(BRANO DEL DOCUMENTO)
Cotte & Ricotte
Diversi sapori, diverse consistenze e stagionature, diverso approccio al palato
Con un sapore più delicato degli altri pecorini, questo formaggio si impone, da un punto di vista gastronomico, nelle zone vocate alla pastorizia, dove assume anche i contorni di cibo rituale per le ricorrenze religiose. Non a caso usare il plurale per definire la ricotta è un modo molto condiviso. Non è propriamente un formaggio (nemmeno per la normativa italiana), ma un derivato dalla lavorazione del siero, un sottoprodotto del latte, soprattutto di pecora.
Diversi sapori, diverse consistenze e stagionature, diverso approccio al palato (dolce o salato, morbido o piccante), presenta peculiarità che variano da luogo a luogo.
Dalla preparazione base partono infinite varianti. Le più conosciute (alcune addirittura DOP) sono:
- ricotta romana, forse la più conosciuta nel Centro Italia, presenta delle varianti che vedono ora l’aggiunta al siero di una piccola quantità di latte intero, ora la realizzazione con siero misto (pecora e vacca) oppure esclusivamente vaccino. In questo ultimo caso non la si considera adatta per la preparazione di dolci. Ha la classica forma di tronco di cono.
- ricotta piemontese (seirass): realizzata alla stessa maniera di quella romana, si differenzia da quest’ultima per la forma a cono appuntito e viene venduta in pezzi di circa 1 kg. Viene gustata freschissima come latticino da tavola, insaporita con olio d’oliva, sale e pepe.
- ricotta del Sud Italia: condivisa soprattutto da Puglia e Basilicata, varia dalle precedenti per la stagionatura che dura circa un mese, durante il quale viene trattata con del sale fino. Alla fine del processo, acquista un colore paglierino e un sapore più intenso. Si utilizza per condire pasta e pizze, oltre che spalmata sul pane con l’aggiunta di olio di oliva.
- ricotta tosta (o cacio-ricotta), sempre di pertinenza del Mezzogiorno, viene lasciata stagionare più a lungo e si usa grattugiata sulla pastasciutta.
- ricotta marzotica, così definita perché deriva dal latte delle pecore che pascolano libere nel mese di marzo, è una ricotta conservata tra le foglie di piante o erbe aromatiche. Salata, si gusta sola o come companatico.

(MATERIALE FORNITO)
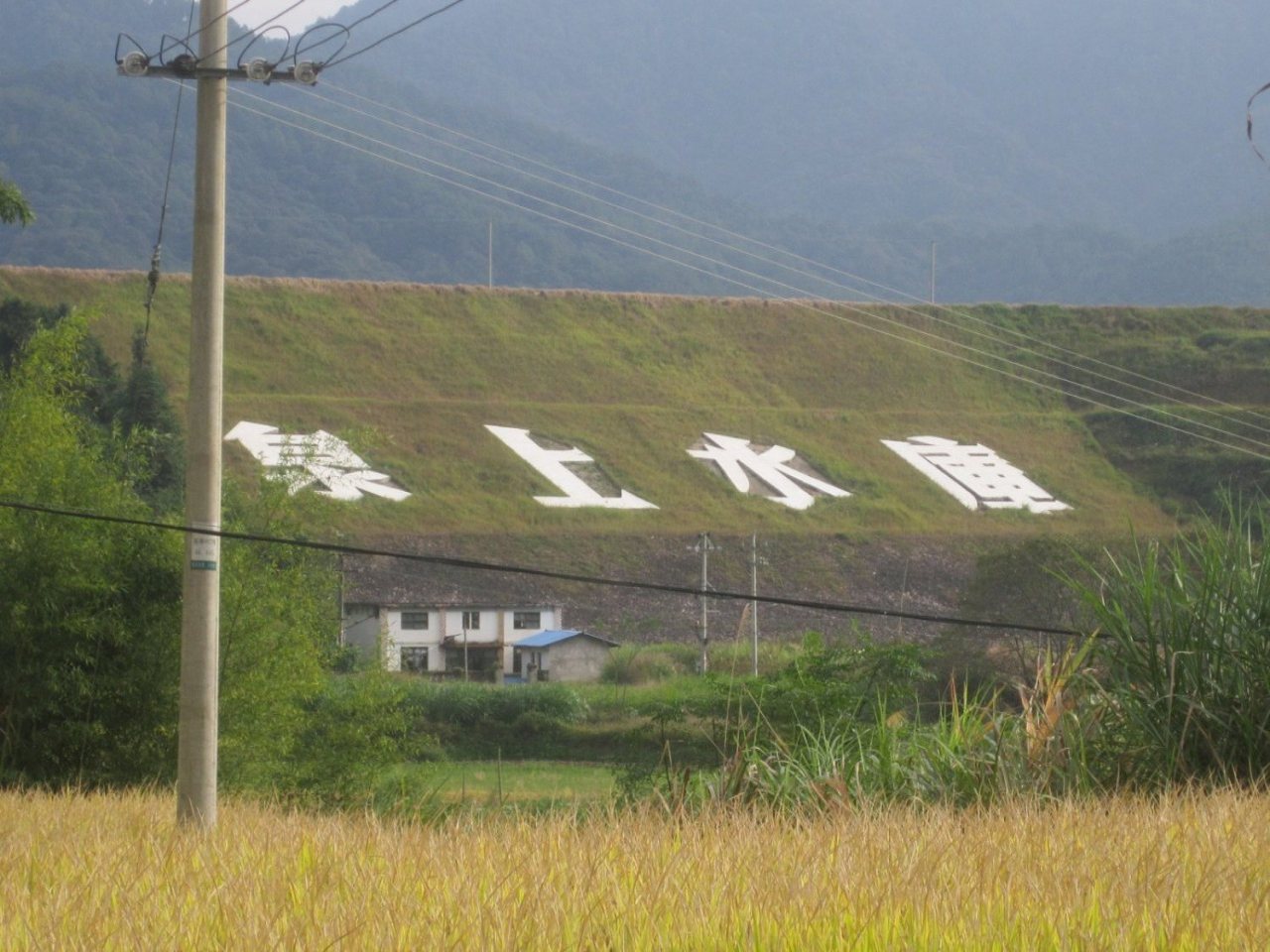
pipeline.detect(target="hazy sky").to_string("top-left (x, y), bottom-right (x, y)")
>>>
top-left (236, 0), bottom-right (353, 31)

(CONSEGNA) Continua il brano sulle varietà di ricotta partendo da dopo l'ultima frase riportata.

(RISULTATO DELL'ESERCIZIO)
- ricotta infornata, realizzata in Sicilia con siero di pecora (ma vi può essere aggiunto anche latte di capra o vacca). Viene lasciata asciugare al sole oppure in forno a legna (con il tipico aroma che ne consegue). È ingrediente specifico nella classica pastasciutta siciliana con le melanzane o alla Norma.
- ricotta iblea, sempre in Sicilia, intorno a Modica, questa ricotta prende il nome dalla famiglia bovina selvaggia autoctona. Il prodotto può avere un latte misto derivante da varie razze purché al siero si aggiunga il 10% di latte intero e crudo, che dona dei sentori tipici della vegetazione e dei fieni locali.
Nelle usanze della dorsale appenninica (soprattutto umbro-marchigiana) sono ancora sentite le tradizioni gastronomiche che si rifanno ad antiche ritualità religiose. Ad esempio a Cascia, nel giorno della ricorrenza di Sant’Antonio Abate (17 gennaio) si distribuiscono ai fedeli porzioni di ricotta condita con liquore, così come nelle frazioni circostanti i pastori, in occasione dell’Ascensione, offrono ai loro paesani la cagliata o la giuncata, spolverate con zucchero e cannella triturata.
Ultima notizia curiosa: fino a qualche anno fa, nella medicina popolare, come rimedio alle fratture o alle slogature, erano contemplati impacchi oppure bagni con la scotta, cioè il liquido ancora tiepido rimanente nella caldara dopo aver prelevato tutti i fiocchi di ricotta.